Stored dataset items
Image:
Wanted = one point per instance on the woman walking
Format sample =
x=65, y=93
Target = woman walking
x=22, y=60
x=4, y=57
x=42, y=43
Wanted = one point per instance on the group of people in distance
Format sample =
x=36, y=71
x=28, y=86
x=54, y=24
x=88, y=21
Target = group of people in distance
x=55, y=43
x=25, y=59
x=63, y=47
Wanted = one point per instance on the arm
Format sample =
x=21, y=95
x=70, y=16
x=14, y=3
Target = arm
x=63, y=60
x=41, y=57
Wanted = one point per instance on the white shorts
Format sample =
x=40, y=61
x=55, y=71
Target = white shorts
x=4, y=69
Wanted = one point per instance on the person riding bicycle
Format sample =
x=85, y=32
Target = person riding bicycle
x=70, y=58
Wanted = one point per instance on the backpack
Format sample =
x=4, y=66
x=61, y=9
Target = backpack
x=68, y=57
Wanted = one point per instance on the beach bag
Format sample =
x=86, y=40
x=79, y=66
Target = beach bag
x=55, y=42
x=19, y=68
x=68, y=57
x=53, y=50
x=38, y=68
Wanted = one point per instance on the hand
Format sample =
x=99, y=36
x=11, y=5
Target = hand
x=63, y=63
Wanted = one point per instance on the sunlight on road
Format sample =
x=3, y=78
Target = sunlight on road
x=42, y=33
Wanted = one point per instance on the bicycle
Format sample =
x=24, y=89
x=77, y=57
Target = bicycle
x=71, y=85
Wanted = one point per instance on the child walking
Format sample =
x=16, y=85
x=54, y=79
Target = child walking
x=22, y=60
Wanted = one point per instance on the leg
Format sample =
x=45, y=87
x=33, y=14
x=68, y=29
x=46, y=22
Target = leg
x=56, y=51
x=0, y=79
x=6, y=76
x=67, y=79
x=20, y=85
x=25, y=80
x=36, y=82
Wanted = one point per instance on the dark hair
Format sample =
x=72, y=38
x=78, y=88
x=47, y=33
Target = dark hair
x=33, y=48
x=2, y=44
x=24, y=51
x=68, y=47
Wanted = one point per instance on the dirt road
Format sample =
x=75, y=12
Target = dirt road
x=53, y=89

### [What you are asked to do]
Take the material above and return all of it exactly.

### [Problem solution]
Image:
Wanted = one point per instance on the woman walking
Format sample =
x=65, y=93
Target = woman walking
x=22, y=60
x=4, y=57
x=42, y=43
Wanted = one point per instance on the group of people in distance
Format sample =
x=36, y=71
x=28, y=86
x=54, y=24
x=88, y=21
Target = group of people in distance
x=55, y=43
x=25, y=59
x=63, y=47
Wanted = one point per instance on the arm
Format sample =
x=21, y=95
x=70, y=16
x=14, y=3
Target = arm
x=63, y=60
x=41, y=57
Wanted = one point per instance on the white shorts
Format sample =
x=40, y=61
x=55, y=71
Target = white shorts
x=4, y=69
Wanted = one point per instance on the person riding bicycle
Format sample =
x=85, y=32
Target = person riding bicycle
x=70, y=58
Wanted = one point per instance on the backpack
Format sample =
x=4, y=66
x=61, y=9
Target = backpack
x=68, y=57
Wanted = one point per instance on the beach bag
Format sample =
x=86, y=40
x=79, y=66
Target = beach bag
x=55, y=42
x=19, y=68
x=68, y=57
x=53, y=50
x=38, y=68
Wanted = one point per instance on the hand
Format sample =
x=99, y=36
x=11, y=5
Target = hand
x=63, y=63
Wanted = one point per instance on the sunlight on road
Format sample =
x=3, y=78
Target = sunlight on road
x=42, y=33
Wanted = one point per instance on the bicycle
Format sample =
x=24, y=89
x=77, y=57
Target = bicycle
x=71, y=85
Wanted = one point per instance on the child walking
Format sample =
x=16, y=85
x=54, y=79
Target = child walking
x=22, y=60
Wanted = one point per instance on the leg
Format sample =
x=45, y=87
x=33, y=14
x=68, y=29
x=46, y=22
Target = leg
x=56, y=51
x=0, y=79
x=6, y=76
x=67, y=79
x=20, y=85
x=25, y=80
x=36, y=82
Wanted = one point per instance on the dark hair
Format sample =
x=72, y=38
x=78, y=88
x=47, y=33
Target = dark hair
x=33, y=48
x=2, y=44
x=24, y=51
x=68, y=47
Wanted = one point per instance on the dirt road
Format sample =
x=75, y=12
Target = dirt road
x=53, y=89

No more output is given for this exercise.